Problem description:
The required result is an exact copy of the lines beginning at the line that contains "Phrase: jacket cuff" and ending at the last line of the material below.

Entries supplied:
----

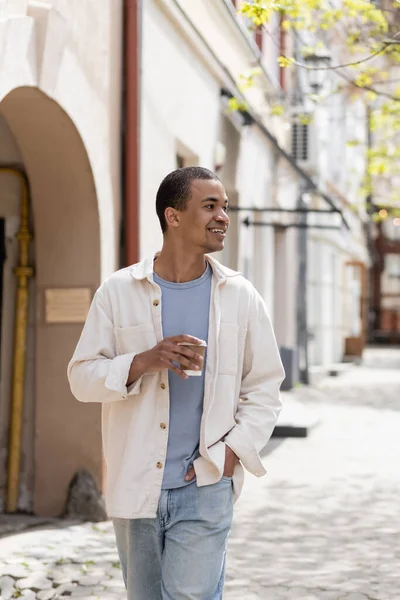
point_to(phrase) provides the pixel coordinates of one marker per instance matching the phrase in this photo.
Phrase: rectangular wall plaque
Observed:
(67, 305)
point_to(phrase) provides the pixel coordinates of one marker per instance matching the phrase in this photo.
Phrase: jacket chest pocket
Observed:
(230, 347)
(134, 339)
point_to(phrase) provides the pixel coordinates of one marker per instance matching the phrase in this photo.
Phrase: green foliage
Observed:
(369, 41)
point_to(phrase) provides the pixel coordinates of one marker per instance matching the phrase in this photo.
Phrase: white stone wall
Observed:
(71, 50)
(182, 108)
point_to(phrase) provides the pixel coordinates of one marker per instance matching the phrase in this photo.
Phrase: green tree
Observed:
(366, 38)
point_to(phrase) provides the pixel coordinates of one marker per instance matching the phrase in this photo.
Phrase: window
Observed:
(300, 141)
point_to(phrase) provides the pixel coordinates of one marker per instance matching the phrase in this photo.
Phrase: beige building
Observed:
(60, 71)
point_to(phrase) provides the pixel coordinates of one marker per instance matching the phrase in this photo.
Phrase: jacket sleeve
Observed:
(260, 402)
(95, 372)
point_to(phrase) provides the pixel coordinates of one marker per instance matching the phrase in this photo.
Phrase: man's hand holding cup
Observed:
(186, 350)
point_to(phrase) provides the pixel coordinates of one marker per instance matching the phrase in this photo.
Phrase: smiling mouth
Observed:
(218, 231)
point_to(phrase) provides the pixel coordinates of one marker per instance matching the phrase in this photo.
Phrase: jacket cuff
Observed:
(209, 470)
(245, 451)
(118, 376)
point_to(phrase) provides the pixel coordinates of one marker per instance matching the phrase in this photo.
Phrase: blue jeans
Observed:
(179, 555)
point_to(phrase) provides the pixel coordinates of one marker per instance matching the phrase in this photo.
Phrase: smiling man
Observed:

----

Output below:
Phrase: jacket cuff
Observed:
(209, 470)
(245, 451)
(118, 376)
point_to(phrase) provides the pixel coordinates of one marker per instance matching the phrase in this photo.
Phrase: blue jeans
Observed:
(179, 555)
point_to(phrase) provides the pixel coordinates of one marker per instance matching the phrase in this photo.
Phrase: smiling man
Observed:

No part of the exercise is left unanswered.